● **ACTIVITIES**:
1/ According to the review of the Olafur Eliasson exhibition, who curated the show for SFMOMA?
2/ Carry on writing the review of the Olafur Eliasson exhibition, starting after its final sentence.

● **EXTRACT TO READ**:
————
Olafur Eliasson: Take Your Time

Olafur Eliasson
Take Your Time
9/8/07 – 2/24/08

written by Patrick Dintino in San Francisco, California

The majority of one floor is dedicated to the ethereal work of the Icelandic artist Eliasson, curated by Madeleine Grynsztejn for SFMOMA. Much of the exhibition is a collaboration between science and art, with references to the natural forces of water, light and space.

Reminiscent of the 'abstract perceptualists' of LA's 'Cool School' of the 1960's including Robert Irwin and James Turrell, some of the work was merely projected geometric shapes of white light(Turrell) or florescent lights against a wall (Irwin).

The artist used light projected onto pools of water to create reflections in dark single-room installations, that would seem to fit better in the S.F. Exploratorium than an art museum. All of this was preceded by a room of copper wire maquettes of DNA shapes, complex spirals and combined geometric forms stacked on shelves to look like a surreal but clean laboratory.

While the visceral experience of these installations was fun for a few seconds, it struggled to reach beyond what has already been exhausted by the ephemeral artists of the 60's and 70's.

What stood out as truly successful were the more sculptural works where Eliasson's ideas seemed to be more developed and refined as in the molecular-like sculpture 'Multiple Grotto' which one could walk into the middle and look out into the room which was reflected by the sides of angular portholes.
————
● **EXTRACTED RECORDS**:
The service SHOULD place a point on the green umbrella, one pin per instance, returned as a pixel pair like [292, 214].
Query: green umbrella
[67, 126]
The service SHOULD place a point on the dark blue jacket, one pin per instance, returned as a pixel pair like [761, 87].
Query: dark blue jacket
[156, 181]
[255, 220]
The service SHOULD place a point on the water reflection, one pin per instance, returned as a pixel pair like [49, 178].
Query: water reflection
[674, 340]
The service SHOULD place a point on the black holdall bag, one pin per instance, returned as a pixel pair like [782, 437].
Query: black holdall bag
————
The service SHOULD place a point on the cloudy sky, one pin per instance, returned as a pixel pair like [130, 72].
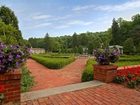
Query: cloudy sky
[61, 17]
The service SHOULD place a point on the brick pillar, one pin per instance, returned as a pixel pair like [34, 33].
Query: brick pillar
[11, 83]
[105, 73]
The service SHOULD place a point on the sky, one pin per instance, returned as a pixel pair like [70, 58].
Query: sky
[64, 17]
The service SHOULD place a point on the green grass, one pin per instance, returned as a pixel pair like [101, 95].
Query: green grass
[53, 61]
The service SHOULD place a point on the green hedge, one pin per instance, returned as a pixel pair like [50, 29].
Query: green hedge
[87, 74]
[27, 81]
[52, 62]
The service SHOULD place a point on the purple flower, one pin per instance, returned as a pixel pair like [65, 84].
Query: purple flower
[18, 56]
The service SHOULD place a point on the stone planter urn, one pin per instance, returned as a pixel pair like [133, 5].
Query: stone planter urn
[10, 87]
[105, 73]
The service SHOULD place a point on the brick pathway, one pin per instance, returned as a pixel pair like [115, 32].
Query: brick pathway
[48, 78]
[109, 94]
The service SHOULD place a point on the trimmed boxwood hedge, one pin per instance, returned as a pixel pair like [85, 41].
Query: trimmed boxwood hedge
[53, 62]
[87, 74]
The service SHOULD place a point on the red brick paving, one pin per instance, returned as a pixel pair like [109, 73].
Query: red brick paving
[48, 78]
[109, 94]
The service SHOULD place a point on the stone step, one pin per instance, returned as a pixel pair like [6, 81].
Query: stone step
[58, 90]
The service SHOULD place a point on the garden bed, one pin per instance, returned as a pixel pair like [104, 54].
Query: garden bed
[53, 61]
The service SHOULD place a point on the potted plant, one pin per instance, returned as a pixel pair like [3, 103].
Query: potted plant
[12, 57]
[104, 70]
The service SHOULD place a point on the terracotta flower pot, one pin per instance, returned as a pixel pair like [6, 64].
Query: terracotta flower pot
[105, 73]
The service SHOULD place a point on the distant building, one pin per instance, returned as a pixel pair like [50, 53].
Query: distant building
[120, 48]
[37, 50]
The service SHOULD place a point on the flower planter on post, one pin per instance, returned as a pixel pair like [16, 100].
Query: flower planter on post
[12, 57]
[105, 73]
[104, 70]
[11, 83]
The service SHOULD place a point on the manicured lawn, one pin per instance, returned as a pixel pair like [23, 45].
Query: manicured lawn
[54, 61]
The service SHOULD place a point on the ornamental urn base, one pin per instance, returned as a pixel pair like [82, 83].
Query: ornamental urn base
————
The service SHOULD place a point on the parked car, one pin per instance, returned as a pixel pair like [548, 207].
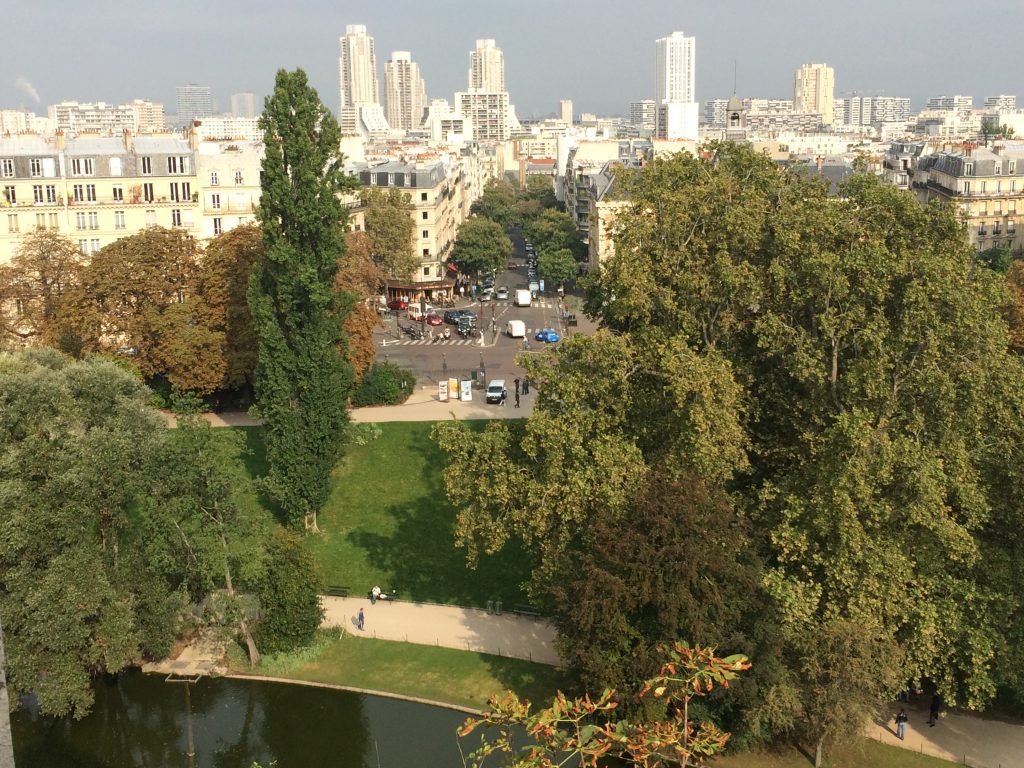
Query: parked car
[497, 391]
————
● **RESPONSES BY TASK**:
1/ Madeleine Grynsztejn

2/
Similar in form and reflection was the 'One-way Color Tunnel', a pattern of interlocking triangles reminiscent of Buckminster Fuller's Geodesic Dome which stretched over the SFMOMA footbridge. My Favorite piece in the show was probably the smallest one which was called Sunset Kaleidoscope', a glass circle suspended from a string contained in a window box to the outside.

The circle was clear on one side and yellow on the other and as it slowly spun it was at first invisible then the yellow circle would appear and reflect off the sides of the box. All the while the background was a fuzzy window to the outside world. All three of these works spoke to me of the touch of the human hand on nature and our inability to control it.

No matter how advanced our technology, we must continually gaze in wonder at the mysteries of perception, and contemplate our link to the universe.